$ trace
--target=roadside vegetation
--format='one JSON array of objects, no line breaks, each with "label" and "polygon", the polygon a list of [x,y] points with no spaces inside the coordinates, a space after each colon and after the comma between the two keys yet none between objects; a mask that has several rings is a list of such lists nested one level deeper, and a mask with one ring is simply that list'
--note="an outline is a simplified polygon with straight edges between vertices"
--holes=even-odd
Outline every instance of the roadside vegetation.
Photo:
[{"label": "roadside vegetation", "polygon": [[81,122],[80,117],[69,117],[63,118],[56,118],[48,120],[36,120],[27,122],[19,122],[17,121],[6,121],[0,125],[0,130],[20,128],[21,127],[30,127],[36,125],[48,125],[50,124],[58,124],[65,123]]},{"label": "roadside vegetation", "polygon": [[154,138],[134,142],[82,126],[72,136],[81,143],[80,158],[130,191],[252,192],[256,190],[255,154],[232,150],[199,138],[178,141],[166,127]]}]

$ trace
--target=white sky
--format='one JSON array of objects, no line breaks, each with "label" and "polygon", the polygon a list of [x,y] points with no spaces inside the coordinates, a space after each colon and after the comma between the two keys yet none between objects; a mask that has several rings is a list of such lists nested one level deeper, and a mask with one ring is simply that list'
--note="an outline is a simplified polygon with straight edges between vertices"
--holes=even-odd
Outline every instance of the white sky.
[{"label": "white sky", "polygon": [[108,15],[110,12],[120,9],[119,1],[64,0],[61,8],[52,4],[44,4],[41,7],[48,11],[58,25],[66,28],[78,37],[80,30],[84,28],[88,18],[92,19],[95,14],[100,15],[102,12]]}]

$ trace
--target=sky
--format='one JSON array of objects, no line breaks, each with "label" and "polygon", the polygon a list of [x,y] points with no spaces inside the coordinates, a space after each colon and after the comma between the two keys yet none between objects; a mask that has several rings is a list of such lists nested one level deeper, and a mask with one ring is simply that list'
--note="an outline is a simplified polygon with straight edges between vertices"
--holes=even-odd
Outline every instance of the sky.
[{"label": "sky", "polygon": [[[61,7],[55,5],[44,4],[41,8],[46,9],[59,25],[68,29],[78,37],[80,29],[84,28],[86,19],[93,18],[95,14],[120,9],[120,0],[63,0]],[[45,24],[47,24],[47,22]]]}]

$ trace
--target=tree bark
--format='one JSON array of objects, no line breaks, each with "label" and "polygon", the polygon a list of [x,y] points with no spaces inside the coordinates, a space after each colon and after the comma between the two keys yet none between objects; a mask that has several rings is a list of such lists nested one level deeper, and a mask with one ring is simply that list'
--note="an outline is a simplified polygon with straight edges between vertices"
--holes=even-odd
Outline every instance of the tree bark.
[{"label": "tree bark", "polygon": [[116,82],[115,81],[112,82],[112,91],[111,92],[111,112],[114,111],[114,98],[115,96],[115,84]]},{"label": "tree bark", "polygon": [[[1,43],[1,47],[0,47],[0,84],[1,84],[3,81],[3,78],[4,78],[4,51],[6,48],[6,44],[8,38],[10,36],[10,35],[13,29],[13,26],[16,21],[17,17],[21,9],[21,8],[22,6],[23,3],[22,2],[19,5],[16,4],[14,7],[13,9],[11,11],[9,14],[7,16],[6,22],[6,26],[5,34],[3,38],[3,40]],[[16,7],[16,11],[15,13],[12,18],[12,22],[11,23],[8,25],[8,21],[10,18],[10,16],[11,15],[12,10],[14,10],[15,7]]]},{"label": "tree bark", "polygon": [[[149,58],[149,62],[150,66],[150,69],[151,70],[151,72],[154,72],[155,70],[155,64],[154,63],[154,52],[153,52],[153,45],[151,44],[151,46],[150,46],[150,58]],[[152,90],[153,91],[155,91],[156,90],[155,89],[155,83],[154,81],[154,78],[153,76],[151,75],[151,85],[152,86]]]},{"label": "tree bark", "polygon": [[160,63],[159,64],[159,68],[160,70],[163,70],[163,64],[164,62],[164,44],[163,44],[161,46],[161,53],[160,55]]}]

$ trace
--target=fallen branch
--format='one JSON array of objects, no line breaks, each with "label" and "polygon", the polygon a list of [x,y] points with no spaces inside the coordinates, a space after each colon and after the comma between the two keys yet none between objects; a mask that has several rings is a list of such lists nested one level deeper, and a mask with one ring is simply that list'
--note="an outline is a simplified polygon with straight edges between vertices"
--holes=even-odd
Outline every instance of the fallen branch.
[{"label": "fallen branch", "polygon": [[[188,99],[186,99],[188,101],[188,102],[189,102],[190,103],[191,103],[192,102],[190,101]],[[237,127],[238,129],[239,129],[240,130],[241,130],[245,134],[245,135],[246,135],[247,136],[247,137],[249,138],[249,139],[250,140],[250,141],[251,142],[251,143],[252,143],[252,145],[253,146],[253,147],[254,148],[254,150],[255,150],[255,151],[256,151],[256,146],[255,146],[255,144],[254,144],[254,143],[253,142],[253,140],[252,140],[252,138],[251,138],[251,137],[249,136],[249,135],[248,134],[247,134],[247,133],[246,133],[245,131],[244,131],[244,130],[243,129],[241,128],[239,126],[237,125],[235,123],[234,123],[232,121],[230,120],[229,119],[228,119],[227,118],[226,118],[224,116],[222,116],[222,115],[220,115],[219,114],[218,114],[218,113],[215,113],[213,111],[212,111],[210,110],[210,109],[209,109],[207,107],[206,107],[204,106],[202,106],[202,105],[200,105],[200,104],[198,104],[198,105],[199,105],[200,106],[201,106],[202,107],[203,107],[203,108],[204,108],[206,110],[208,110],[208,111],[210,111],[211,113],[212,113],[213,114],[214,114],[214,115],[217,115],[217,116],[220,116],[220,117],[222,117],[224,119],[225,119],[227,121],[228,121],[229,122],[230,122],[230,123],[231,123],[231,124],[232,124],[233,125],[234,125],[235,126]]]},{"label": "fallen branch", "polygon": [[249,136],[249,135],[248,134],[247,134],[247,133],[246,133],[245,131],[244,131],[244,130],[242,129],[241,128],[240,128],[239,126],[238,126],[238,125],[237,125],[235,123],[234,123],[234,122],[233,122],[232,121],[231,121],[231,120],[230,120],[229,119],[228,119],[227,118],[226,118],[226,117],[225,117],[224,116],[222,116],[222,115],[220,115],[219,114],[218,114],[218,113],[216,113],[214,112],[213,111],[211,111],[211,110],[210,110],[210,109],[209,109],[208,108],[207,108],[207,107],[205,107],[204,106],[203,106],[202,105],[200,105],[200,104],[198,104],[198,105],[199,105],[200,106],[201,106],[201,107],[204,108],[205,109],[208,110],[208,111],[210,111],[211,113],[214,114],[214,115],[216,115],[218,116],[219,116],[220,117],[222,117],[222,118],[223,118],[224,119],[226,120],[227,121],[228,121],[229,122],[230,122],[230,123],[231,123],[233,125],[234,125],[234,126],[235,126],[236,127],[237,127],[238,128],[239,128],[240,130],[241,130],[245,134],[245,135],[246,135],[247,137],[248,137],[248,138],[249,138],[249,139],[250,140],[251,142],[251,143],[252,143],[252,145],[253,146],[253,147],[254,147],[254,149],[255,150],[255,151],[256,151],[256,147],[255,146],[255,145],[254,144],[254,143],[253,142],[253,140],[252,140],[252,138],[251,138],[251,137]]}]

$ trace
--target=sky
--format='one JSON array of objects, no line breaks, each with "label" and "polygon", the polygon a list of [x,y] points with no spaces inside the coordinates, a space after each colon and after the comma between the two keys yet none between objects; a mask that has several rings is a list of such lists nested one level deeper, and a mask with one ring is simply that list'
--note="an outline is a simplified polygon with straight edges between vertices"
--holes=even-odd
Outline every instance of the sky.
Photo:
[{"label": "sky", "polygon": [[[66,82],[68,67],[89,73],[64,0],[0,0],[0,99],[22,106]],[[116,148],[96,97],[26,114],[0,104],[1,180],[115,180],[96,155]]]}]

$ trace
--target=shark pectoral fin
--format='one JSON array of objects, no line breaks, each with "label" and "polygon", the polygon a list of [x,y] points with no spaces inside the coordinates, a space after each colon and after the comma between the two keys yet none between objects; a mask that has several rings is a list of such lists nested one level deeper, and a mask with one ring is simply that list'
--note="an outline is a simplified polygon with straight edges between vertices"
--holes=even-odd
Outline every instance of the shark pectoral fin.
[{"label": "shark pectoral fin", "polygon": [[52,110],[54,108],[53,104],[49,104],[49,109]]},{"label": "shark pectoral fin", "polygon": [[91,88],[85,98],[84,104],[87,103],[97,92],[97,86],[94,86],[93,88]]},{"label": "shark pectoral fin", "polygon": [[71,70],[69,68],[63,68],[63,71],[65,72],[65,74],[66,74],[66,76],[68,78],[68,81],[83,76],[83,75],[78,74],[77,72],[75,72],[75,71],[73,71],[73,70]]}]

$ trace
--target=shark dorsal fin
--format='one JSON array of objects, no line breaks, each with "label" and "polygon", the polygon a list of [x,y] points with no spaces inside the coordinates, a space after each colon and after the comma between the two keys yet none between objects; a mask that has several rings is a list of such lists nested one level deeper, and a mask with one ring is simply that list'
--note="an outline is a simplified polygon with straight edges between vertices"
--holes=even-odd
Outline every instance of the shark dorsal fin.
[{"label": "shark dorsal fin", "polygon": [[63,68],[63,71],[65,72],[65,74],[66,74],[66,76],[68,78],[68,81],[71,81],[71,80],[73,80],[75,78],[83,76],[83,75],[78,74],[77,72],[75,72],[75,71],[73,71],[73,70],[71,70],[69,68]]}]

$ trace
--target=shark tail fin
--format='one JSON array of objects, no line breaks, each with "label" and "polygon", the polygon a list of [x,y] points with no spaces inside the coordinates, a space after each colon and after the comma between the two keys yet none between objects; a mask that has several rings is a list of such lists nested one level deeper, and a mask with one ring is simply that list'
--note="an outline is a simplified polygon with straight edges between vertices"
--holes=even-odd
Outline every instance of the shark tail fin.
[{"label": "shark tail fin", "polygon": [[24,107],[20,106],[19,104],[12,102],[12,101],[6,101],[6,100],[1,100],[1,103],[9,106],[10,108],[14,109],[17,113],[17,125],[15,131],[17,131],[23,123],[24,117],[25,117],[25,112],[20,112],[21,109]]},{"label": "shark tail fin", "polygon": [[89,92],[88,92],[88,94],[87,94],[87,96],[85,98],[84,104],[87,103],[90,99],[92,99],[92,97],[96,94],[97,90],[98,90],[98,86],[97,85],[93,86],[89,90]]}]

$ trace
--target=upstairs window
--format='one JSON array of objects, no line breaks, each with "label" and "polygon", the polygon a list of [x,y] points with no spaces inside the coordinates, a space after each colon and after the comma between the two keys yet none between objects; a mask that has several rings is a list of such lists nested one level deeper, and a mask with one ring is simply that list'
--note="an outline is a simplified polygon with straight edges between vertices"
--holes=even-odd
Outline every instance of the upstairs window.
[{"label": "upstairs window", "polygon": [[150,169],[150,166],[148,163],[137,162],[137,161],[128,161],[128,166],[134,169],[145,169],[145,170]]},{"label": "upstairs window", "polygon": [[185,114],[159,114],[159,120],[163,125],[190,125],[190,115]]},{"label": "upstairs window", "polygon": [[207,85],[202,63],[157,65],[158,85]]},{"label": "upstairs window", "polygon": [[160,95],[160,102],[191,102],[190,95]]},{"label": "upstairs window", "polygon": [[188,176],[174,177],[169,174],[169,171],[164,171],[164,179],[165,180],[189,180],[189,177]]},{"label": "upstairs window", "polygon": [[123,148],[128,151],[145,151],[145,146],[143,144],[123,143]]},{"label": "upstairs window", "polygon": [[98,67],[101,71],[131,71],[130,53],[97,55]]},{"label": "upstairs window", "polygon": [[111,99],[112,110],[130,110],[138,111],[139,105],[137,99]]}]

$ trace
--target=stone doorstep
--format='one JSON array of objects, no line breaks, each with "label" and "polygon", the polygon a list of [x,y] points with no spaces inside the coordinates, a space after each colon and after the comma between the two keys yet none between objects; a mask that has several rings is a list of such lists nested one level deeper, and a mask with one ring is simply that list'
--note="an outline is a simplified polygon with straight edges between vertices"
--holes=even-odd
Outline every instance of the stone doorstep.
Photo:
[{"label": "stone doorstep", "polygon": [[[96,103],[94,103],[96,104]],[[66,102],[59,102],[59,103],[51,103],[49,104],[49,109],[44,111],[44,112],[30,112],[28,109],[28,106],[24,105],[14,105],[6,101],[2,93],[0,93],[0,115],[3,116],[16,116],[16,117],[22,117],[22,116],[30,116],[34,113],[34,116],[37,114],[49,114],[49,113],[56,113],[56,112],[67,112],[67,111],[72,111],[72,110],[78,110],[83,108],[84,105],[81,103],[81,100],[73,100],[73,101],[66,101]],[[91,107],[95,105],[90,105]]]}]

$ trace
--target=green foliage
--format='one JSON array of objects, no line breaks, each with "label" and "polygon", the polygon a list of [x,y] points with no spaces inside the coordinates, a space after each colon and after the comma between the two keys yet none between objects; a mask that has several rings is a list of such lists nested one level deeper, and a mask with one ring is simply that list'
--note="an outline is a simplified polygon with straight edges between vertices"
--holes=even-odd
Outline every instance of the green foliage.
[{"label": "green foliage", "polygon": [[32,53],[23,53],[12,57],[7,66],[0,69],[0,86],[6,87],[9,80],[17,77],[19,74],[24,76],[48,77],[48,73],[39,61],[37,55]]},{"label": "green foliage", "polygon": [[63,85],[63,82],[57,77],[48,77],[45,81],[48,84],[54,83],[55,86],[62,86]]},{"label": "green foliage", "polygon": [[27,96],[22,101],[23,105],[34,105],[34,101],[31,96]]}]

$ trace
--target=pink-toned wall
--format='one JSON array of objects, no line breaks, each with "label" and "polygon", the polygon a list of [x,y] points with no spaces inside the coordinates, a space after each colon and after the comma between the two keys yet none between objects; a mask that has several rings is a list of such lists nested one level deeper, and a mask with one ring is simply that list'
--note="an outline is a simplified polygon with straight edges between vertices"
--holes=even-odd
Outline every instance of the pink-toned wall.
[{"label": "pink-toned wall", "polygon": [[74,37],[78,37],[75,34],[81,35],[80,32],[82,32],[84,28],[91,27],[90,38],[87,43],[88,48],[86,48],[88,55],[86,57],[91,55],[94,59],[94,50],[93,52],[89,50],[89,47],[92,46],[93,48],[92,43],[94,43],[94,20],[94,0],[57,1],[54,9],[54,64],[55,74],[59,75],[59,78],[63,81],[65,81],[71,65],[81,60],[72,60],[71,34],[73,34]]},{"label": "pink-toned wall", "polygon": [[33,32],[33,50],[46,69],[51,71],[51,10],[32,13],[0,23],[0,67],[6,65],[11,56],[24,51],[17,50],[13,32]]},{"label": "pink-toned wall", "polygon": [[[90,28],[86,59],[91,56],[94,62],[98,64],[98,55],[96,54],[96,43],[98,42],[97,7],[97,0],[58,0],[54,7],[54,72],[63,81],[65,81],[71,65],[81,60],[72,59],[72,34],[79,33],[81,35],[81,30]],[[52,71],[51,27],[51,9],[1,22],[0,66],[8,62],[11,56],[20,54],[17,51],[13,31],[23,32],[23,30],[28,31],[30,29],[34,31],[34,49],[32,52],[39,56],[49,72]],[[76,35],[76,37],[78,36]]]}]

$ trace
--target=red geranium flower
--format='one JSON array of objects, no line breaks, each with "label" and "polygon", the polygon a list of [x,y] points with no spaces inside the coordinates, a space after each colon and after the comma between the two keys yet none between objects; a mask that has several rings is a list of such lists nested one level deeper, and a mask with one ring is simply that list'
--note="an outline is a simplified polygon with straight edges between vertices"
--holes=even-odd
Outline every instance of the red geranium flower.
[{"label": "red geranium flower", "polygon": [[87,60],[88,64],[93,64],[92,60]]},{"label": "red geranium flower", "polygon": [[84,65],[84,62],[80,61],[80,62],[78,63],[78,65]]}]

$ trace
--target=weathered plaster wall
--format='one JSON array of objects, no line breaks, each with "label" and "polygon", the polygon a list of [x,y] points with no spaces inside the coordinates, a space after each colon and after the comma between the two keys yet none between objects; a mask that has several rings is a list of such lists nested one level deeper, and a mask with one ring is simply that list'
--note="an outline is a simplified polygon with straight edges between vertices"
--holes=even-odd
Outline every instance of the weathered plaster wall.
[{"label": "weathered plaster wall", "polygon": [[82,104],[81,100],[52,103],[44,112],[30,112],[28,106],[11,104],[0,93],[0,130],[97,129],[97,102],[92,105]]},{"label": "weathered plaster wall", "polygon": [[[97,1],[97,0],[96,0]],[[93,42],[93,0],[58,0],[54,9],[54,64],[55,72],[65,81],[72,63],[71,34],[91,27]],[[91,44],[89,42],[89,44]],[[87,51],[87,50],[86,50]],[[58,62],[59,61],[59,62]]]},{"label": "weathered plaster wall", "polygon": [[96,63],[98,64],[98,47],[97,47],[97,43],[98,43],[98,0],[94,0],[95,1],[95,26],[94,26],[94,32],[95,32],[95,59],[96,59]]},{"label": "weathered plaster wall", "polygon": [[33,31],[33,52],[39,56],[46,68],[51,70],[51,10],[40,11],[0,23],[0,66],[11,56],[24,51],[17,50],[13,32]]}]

####

Prompt => Show each line of the listing above that contains the string "doorstep", treating case as significant.

Result for this task =>
--target=stone doorstep
Outline every instance of the stone doorstep.
[{"label": "stone doorstep", "polygon": [[[96,103],[94,103],[96,104]],[[66,102],[59,102],[59,103],[51,103],[49,104],[49,109],[44,111],[44,112],[30,112],[28,109],[28,106],[24,105],[14,105],[6,101],[2,93],[0,93],[0,115],[3,116],[16,116],[16,117],[22,117],[22,116],[30,116],[34,113],[34,116],[37,114],[49,114],[49,113],[56,113],[56,112],[67,112],[67,111],[72,111],[72,110],[78,110],[83,108],[84,105],[81,103],[81,100],[73,100],[73,101],[66,101]],[[91,107],[95,105],[90,105]]]}]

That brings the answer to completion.